▸ Aim of the exercise: Write the data out in full and word for word. Do not include images.
[The records Boundary: Start]
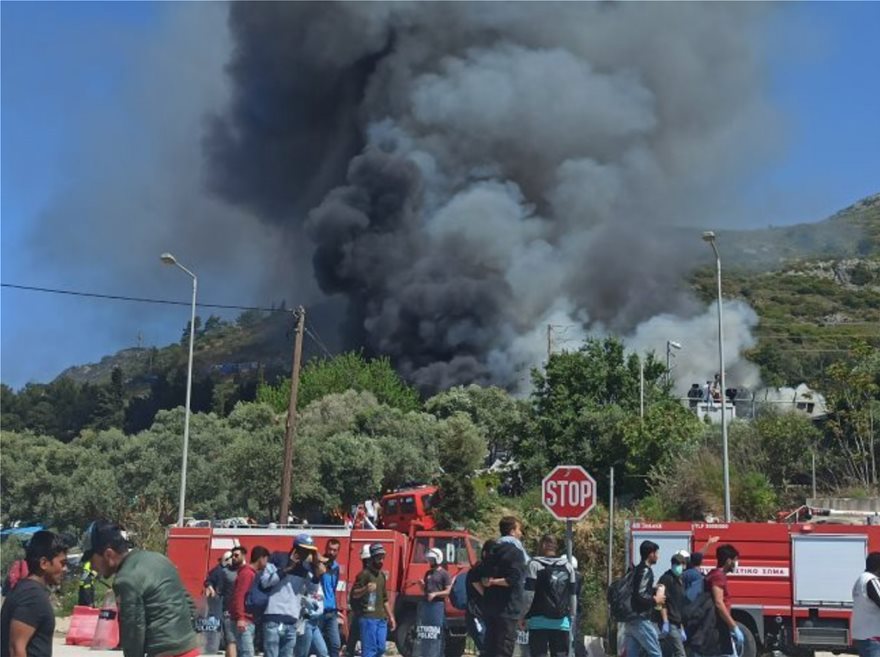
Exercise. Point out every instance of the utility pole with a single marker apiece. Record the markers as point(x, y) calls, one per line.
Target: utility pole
point(290, 427)
point(641, 388)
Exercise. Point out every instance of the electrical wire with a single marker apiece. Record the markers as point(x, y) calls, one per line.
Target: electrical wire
point(121, 297)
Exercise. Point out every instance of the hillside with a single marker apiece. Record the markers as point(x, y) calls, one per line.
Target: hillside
point(255, 341)
point(854, 232)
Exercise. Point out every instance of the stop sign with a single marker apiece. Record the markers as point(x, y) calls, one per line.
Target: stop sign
point(568, 492)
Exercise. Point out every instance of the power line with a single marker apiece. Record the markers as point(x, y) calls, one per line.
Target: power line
point(120, 297)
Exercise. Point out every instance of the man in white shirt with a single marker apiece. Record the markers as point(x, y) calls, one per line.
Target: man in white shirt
point(866, 608)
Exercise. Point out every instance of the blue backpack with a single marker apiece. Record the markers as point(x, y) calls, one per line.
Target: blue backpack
point(256, 599)
point(458, 594)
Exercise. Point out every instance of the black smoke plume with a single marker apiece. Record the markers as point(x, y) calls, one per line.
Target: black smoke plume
point(469, 172)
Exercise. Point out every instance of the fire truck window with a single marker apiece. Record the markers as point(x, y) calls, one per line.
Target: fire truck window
point(477, 547)
point(419, 549)
point(454, 550)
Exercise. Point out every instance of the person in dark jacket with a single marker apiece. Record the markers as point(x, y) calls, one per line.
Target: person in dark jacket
point(473, 615)
point(693, 577)
point(502, 577)
point(27, 620)
point(641, 632)
point(672, 634)
point(155, 611)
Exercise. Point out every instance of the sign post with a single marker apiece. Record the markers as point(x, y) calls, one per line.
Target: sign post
point(569, 493)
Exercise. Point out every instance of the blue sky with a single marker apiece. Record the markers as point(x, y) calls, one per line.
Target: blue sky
point(63, 63)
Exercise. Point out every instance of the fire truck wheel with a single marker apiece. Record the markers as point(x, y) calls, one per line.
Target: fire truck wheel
point(750, 647)
point(455, 645)
point(405, 635)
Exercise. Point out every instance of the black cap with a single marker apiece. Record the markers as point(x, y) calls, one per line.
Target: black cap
point(100, 535)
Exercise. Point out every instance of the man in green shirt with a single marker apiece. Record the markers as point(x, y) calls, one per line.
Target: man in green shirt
point(376, 617)
point(155, 611)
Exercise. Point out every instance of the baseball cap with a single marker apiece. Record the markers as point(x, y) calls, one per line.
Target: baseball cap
point(434, 554)
point(305, 542)
point(100, 535)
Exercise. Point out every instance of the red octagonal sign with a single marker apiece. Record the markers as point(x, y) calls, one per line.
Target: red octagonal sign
point(568, 492)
[The records Boundary: End]
▸ Problem solution:
Exercise. Point out every instance of the utility pole with a single marker apiece. Record the markers as point(x, y) calls, one per line.
Target: utility pole
point(290, 427)
point(641, 388)
Exercise. Point out every instance of the electrical wire with a single marker apiece. Record the markers as point(x, y) calls, one per line.
Target: electrical wire
point(121, 297)
Exercise. Point out every instance of the hillside with a single marker apiece. Record the markers as point(x, y) calls, one per line.
Target: hillside
point(255, 341)
point(854, 232)
Exercise. Point out every instance of the stop sign with a single marker apiece. Record the markers as point(x, y) calls, one per line.
Target: stop sign
point(568, 492)
Exercise. Point out every instance of the power line with a single marker apiece. Record the markers as point(x, y) calls, one per line.
Target: power line
point(120, 297)
Exercise. Point out every instance of the man in white shirt with a single marker apiece. Record the markers as point(x, y) calls, one per line.
Target: man in white shirt
point(866, 608)
Exercise. Point out every instance of the blue backpack with a single marker apiece. Record the markers as point(x, y) calls, one per line.
Target: blue backpack
point(256, 599)
point(458, 594)
Exercise. Point out every instance of the black smoke plume with a single marker apiece. Record the markers as point(x, y) calls, one per line.
Target: black smoke plume
point(469, 172)
Exercise. Point out every instance of the fire truck window with a single marker apiece. Record the markers as point(x, y) calls, one per line.
Target: fire truck window
point(477, 547)
point(419, 549)
point(454, 550)
Exercise. Point out every instance of the person in dark jacket with a single marker apiece. Record the markers as point(x, y) calls, one per line.
Target: person in dark jacket
point(473, 615)
point(693, 577)
point(502, 577)
point(27, 620)
point(641, 632)
point(672, 634)
point(155, 611)
Exercise. Point out every instance of the sign post with a single marker apiece. Record the markers as point(x, y) calls, one per line.
Target: sign post
point(569, 493)
Exercise. Point out every instance of the blue sky with a single marker apiece. Record the markers as point(x, y) calls, one per line.
Target: blue sky
point(63, 63)
Exercise. Point out every instance of the fire truck wheel with a single marker apiece. Record the markers as point(x, y) calls, one per line.
Target: fire truck wheel
point(750, 647)
point(455, 645)
point(405, 635)
Exercise. Point out every instance of the black cap with a single marker apiece. Record the markers as point(x, y) calls, one per line.
Target: black cap
point(100, 535)
Exercise. Point out every instance of the man in green shirt with a single marker apiece. Record the markers as point(x, y) calls, one per line.
Target: man in green shirt
point(376, 617)
point(155, 611)
Exercise. Point out every instance of the baseball cap with a single marker apiece. Record the markers as point(x, y) calls, one per line.
Target: baseball cap
point(434, 554)
point(305, 542)
point(100, 535)
Exercise. Point out every instance of the red octagonal sign with a single marker apiece. Record the markers as point(x, y) calls, one per line.
Target: red octagonal sign
point(568, 492)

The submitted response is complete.